**EXERCISE DETAILS**
Using the listing below, copy exactly the lines from the one containing "target | grassy slope" to the one containing "target | sea water", both lines included, and no others.

**DATASET EXTRACT**
[Start of Attachment]
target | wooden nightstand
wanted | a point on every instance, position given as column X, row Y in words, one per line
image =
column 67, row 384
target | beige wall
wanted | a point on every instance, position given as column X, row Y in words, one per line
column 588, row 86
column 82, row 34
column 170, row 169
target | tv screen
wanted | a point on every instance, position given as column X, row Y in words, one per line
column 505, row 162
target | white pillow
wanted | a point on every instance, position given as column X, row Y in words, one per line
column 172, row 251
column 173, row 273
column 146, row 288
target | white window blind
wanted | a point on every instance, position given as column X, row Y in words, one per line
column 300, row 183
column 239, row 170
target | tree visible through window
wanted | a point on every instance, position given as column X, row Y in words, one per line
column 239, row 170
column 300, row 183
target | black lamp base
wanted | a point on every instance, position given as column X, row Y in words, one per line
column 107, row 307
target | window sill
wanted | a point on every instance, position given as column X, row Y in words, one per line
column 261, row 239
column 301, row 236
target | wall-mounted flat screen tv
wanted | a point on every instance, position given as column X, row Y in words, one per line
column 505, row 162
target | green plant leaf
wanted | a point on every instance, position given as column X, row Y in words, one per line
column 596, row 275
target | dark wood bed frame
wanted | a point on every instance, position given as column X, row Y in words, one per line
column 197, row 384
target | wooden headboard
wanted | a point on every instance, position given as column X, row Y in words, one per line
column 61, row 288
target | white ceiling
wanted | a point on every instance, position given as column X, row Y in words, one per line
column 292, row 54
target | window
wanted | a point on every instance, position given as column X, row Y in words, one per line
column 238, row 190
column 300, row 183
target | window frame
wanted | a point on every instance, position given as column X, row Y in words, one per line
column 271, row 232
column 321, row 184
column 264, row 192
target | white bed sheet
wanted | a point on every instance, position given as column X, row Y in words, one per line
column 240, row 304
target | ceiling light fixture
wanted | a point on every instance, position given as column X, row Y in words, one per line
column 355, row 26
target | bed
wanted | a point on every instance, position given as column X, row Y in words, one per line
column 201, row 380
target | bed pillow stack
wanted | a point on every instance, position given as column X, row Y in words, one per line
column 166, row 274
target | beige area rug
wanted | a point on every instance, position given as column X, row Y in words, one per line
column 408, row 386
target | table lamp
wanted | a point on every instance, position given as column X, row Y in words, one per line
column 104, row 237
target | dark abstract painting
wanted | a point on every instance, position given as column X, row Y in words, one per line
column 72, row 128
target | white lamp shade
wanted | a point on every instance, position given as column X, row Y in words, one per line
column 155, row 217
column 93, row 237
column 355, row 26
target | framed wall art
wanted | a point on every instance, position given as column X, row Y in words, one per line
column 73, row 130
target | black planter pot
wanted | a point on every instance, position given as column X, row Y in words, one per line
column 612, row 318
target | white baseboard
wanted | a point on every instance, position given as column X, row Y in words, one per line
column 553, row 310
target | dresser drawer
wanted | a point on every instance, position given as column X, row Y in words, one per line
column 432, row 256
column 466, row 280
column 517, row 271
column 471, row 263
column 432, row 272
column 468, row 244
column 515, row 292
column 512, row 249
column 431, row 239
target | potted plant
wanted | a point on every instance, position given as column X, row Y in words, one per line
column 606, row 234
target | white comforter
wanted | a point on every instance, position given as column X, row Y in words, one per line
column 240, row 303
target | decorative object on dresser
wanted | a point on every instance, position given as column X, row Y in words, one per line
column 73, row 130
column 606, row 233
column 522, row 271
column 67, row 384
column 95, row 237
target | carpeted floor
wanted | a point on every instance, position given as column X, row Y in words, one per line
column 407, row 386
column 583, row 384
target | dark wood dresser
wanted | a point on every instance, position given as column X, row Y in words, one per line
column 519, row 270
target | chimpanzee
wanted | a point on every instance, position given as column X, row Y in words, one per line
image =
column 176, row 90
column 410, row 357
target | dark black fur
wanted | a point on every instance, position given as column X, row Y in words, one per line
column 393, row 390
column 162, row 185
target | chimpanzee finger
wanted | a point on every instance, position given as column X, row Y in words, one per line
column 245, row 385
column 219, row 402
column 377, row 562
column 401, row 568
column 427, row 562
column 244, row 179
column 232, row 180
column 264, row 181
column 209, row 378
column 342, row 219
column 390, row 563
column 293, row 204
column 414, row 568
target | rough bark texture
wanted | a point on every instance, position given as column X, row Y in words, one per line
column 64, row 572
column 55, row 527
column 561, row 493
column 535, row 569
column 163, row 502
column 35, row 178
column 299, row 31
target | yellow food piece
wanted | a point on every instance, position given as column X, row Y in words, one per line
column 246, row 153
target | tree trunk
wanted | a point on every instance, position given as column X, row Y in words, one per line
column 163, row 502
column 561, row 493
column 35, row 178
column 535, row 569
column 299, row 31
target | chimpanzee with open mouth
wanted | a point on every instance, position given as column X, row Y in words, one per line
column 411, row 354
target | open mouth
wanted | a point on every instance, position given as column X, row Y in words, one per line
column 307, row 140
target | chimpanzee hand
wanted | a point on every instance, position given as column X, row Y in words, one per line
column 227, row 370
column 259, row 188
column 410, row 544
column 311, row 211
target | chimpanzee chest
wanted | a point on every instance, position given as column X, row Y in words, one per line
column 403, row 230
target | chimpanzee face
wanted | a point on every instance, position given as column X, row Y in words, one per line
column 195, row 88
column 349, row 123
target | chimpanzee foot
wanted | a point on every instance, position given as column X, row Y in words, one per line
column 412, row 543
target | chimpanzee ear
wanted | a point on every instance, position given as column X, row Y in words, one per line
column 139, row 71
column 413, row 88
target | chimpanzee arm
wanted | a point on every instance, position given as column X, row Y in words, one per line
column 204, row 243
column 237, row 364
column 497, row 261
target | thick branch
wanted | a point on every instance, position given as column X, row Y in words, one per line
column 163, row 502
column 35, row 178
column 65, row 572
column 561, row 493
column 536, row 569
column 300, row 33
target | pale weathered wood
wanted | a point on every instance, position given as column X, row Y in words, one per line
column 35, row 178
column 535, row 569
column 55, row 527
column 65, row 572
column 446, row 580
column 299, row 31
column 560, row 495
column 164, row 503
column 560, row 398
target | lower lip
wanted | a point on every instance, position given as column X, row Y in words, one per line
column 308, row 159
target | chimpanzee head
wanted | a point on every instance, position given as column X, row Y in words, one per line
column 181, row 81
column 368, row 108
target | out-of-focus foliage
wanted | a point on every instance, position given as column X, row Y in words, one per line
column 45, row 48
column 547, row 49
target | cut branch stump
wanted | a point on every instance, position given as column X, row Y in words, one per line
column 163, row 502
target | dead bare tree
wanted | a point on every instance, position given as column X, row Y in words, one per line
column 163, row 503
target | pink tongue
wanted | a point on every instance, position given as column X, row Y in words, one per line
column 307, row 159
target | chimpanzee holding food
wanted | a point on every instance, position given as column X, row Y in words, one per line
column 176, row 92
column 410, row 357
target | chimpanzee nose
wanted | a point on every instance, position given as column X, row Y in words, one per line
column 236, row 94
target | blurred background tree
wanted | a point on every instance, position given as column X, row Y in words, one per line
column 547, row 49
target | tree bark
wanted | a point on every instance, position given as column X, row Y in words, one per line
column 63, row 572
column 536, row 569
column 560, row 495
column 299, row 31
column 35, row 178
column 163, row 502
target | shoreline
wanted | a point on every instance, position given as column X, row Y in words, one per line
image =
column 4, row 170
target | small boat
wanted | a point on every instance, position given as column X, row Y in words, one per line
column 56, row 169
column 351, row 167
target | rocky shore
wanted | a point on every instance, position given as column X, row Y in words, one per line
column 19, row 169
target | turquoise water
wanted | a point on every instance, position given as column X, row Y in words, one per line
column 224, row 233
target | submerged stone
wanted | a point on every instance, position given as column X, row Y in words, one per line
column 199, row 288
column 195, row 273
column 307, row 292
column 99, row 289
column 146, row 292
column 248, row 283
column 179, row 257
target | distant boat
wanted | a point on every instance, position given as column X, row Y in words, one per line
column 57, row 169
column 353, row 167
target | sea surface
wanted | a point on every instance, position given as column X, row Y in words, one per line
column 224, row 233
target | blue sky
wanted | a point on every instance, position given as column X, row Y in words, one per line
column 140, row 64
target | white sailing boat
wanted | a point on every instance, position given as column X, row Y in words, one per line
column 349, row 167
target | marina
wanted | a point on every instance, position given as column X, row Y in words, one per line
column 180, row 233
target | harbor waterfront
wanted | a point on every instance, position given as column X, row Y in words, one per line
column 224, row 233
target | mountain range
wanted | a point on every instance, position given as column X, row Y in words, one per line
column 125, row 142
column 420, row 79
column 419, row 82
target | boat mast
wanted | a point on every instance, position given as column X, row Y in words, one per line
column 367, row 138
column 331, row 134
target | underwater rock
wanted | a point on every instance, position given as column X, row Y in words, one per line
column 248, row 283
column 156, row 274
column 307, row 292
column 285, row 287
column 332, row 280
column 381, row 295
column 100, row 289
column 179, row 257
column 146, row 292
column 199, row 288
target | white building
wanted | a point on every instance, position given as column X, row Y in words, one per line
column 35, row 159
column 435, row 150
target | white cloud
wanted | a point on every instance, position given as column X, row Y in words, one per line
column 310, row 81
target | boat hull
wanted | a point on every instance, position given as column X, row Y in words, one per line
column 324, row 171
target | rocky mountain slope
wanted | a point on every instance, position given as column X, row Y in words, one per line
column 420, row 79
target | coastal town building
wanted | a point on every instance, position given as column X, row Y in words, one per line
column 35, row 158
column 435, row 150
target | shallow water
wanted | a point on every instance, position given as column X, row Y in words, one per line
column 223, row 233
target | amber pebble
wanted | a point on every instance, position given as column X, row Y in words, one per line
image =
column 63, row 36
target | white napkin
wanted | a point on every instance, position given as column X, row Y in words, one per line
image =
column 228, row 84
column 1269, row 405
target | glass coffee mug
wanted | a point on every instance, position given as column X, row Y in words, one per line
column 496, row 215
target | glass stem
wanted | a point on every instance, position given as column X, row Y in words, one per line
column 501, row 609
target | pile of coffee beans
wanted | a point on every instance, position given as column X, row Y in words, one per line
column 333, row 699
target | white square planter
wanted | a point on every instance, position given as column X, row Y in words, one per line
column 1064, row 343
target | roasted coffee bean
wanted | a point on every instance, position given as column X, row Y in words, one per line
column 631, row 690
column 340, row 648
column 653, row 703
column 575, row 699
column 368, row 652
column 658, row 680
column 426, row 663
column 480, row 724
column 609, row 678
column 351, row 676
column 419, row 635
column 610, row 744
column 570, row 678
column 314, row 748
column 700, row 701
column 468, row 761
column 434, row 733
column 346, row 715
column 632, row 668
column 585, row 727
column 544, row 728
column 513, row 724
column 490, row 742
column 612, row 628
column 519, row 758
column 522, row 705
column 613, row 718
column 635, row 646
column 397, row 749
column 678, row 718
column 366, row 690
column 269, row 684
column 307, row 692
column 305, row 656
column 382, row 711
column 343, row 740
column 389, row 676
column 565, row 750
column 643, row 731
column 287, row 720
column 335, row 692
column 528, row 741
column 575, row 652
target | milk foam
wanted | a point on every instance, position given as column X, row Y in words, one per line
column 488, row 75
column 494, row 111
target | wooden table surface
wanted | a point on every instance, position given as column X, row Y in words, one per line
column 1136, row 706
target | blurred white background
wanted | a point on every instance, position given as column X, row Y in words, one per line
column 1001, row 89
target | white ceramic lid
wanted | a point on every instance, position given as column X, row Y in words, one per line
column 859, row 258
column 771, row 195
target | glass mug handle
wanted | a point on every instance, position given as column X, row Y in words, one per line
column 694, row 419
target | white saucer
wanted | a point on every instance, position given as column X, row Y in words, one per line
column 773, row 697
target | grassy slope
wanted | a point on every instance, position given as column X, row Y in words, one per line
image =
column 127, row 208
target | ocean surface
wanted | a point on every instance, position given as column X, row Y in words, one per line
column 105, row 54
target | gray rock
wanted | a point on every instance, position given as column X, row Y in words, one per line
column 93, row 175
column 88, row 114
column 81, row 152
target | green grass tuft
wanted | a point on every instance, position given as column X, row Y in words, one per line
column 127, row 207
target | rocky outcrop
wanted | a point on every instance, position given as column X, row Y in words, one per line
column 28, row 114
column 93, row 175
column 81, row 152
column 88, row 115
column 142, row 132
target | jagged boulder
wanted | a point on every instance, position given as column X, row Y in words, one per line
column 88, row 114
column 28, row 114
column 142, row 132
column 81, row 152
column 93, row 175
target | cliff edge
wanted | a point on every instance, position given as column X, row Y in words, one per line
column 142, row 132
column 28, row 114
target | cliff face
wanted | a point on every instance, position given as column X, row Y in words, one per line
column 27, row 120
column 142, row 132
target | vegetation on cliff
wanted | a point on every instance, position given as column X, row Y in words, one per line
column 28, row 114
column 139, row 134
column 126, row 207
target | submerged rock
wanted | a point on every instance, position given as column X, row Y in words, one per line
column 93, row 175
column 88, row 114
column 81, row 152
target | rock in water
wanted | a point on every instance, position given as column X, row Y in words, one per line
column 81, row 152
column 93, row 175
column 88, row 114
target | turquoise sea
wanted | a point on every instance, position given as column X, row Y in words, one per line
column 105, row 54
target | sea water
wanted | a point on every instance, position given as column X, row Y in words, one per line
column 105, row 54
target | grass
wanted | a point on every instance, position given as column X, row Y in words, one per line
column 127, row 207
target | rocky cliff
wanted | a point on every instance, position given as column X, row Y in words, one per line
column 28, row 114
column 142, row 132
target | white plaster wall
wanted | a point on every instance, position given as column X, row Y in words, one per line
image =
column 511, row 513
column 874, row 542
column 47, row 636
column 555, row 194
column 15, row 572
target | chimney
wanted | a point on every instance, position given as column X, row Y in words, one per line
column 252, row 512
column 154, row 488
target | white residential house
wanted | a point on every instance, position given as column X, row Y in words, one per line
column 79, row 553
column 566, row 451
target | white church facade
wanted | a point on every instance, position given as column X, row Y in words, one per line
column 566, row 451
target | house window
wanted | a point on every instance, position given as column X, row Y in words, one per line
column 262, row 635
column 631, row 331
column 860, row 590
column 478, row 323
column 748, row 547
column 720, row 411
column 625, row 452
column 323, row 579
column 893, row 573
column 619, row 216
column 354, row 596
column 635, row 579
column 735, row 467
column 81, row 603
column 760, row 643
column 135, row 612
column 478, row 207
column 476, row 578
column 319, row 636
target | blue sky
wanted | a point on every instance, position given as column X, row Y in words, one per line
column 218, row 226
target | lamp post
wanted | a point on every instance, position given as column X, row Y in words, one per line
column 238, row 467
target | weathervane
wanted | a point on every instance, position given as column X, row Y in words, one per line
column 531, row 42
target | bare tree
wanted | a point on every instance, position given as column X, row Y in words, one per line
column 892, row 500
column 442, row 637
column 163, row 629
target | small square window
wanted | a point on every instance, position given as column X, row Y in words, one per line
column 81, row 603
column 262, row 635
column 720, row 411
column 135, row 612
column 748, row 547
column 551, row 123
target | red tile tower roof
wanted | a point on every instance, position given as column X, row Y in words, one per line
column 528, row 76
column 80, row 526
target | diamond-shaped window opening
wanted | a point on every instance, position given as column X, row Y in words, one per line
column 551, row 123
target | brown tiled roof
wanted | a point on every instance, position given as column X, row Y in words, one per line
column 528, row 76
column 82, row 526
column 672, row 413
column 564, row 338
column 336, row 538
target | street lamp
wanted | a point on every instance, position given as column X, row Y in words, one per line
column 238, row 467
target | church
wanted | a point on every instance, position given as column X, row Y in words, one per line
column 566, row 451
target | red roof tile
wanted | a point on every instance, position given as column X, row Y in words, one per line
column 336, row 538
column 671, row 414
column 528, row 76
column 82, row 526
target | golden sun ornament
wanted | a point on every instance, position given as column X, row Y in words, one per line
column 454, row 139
[End of Attachment]
**PROBLEM SOLUTION**
target | grassy slope
wanted | a point on every instance, position given as column X, row Y in words, one per line
image =
column 127, row 208
target | ocean surface
wanted | a point on every instance, position given as column X, row Y in words, one per line
column 105, row 54
target | gray rock
wanted | a point on every instance, position given as column X, row Y in words, one per line
column 93, row 175
column 88, row 114
column 81, row 152
target | green grass tuft
wanted | a point on every instance, position given as column X, row Y in words, one per line
column 127, row 207
target | rocky outcrop
wanted | a point on every instance, position given as column X, row Y in words, one per line
column 28, row 114
column 93, row 175
column 81, row 152
column 88, row 115
column 142, row 132
target | jagged boulder
wanted | a point on every instance, position given as column X, row Y in words, one per line
column 88, row 114
column 28, row 114
column 142, row 132
column 81, row 152
column 93, row 175
target | cliff edge
wanted | a point on every instance, position given as column X, row Y in words, one per line
column 142, row 132
column 28, row 114
target | cliff face
wanted | a point on every instance, position given as column X, row Y in words, one per line
column 27, row 120
column 142, row 132
target | vegetation on cliff
wanted | a point on every instance, position given as column X, row Y in words, one per line
column 28, row 114
column 139, row 134
column 126, row 207
target | submerged rock
wanted | a point on every instance, position given as column X, row Y in words, one per line
column 93, row 175
column 88, row 114
column 81, row 152
target | rock in water
wanted | a point on every instance, position given as column X, row Y in words, one per line
column 81, row 152
column 93, row 175
column 88, row 114
target | turquoise sea
wanted | a point on every instance, position given as column X, row Y in words, one per line
column 105, row 54
target | sea water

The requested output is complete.